_Task brief_
Return all of the entries exactly as written.

_Dataset extract_
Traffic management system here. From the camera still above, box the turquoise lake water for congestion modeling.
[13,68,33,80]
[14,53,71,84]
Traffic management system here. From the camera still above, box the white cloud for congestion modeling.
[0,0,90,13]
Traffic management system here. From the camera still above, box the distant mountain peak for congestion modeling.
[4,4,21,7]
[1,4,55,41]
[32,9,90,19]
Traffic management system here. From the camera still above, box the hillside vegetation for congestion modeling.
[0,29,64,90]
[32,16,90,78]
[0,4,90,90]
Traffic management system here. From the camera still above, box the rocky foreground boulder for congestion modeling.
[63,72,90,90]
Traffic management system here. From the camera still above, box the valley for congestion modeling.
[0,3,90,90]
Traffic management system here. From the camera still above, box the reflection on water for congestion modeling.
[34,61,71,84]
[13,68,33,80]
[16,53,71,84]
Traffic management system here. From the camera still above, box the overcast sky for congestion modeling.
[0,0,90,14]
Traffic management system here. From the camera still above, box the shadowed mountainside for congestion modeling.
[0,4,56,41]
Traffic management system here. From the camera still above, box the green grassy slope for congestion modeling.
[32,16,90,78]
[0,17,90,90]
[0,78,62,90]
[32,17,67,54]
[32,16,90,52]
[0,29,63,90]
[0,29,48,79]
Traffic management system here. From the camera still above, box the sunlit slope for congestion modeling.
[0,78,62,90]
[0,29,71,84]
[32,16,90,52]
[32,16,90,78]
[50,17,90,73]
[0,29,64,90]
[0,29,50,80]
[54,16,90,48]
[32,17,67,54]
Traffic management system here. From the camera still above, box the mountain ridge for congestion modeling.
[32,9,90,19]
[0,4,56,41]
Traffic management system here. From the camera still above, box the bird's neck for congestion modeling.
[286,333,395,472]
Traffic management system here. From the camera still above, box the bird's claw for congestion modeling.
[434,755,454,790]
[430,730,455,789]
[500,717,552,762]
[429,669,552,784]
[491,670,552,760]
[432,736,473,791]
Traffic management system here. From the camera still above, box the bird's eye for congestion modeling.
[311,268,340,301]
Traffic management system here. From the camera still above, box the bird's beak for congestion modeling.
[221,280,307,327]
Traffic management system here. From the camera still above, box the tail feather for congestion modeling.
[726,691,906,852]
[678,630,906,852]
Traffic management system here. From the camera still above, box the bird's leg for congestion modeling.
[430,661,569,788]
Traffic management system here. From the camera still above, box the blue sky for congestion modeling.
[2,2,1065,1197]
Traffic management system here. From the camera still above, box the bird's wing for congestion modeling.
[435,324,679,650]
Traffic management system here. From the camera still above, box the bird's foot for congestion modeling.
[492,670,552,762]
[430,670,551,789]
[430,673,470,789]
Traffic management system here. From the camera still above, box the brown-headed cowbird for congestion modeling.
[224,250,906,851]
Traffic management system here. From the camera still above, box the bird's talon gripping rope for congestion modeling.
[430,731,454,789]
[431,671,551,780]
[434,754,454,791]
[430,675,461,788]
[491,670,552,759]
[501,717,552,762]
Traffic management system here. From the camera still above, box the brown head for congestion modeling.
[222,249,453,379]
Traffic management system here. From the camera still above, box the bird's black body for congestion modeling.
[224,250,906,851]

_Written solution_
Traffic management system here. From the camera still above, box the turquoise lake water for congestion modeling.
[13,68,33,80]
[14,53,71,84]
Traffic management system here. From the camera still above, box the white cloud for congestion modeling.
[0,0,90,13]
Traffic management system here. From the camera still above, box the distant mountain peak for congestion modeling.
[4,4,21,7]
[1,4,55,41]
[32,9,90,19]
Traffic management system here. From the camera still above, box the hillside vegetation for congestion modeling.
[0,29,64,90]
[32,16,90,78]
[0,4,90,90]
Traffic management system here. From the camera still above, box the rocky foreground boulder for congestion modeling.
[63,72,90,90]
Traffic management system here. From the camera still above, box the valley for congestion modeling.
[0,3,90,90]
Traffic management system here. From the camera still above, box the reflection on water for congestion modeling.
[34,61,71,84]
[13,68,33,80]
[16,53,71,84]
Traffic management system here. From the camera still above, box the overcast sky for congestion modeling.
[0,0,90,14]
Traffic management system here. From the camera still above, box the shadowed mountainside for congestion modeling.
[0,4,56,41]
Traffic management system here. From the camera still above, box the green grassy slope for congestion modeling.
[32,16,90,78]
[0,17,90,90]
[0,78,62,90]
[32,17,67,54]
[32,16,90,52]
[0,29,63,90]
[0,29,48,79]
Traffic management system here. From the camera still above, box the sunlit slope for congestion modeling.
[0,78,62,90]
[0,29,71,84]
[32,16,90,52]
[32,16,90,78]
[50,17,90,73]
[0,29,64,90]
[0,29,50,80]
[54,16,90,48]
[32,17,67,54]
Traffic management system here. From the camera still above, box the mountain ridge for congestion modeling.
[32,9,90,19]
[0,4,56,41]
Traffic management system here. From the camera still above, box the bird's neck for congestion modeling.
[286,333,395,472]
Traffic management system here. From the camera still above, box the bird's claw for congestion modeling.
[434,755,454,790]
[430,730,455,789]
[500,717,552,762]
[429,669,552,784]
[491,670,552,760]
[432,736,473,791]
Traffic management system here. From the camera still above, box the bird's eye for congestion modeling.
[311,268,340,301]
Traffic management system here. From the camera still above, box the bird's beak for congestion modeling.
[221,280,307,327]
Traffic management system here. From the camera still above, box the tail feather for congestion modeling.
[726,691,906,852]
[678,630,906,852]
Traffic management system here. From the camera still above, box the bird's leg for congestion modeling.
[430,661,569,788]
Traffic management system here. From the camera still above, box the blue sky for congestion modeling.
[2,2,1065,1197]
Traffic management system here. From the camera still above, box the bird's wing for congestion modeling.
[435,324,679,650]
Traffic management system here. From the camera still above, box the bird's foot for congestion modeling.
[492,670,552,762]
[430,670,551,789]
[430,673,470,789]
Traffic management system here. From the camera still above, box the brown-headed cowbird for congestion modeling.
[224,250,906,851]
Traffic management system here. From the camera still above, box the bird's talon gripping rope for congestion modeling.
[430,731,454,789]
[431,671,551,780]
[434,754,454,791]
[430,675,461,788]
[491,670,552,759]
[501,717,552,762]
Traffic management system here. From the camera still above, box the brown head for congestion modeling.
[222,249,453,379]
Traffic management system here. From the camera still above, box the bird's black body for congestion modeling.
[224,250,906,851]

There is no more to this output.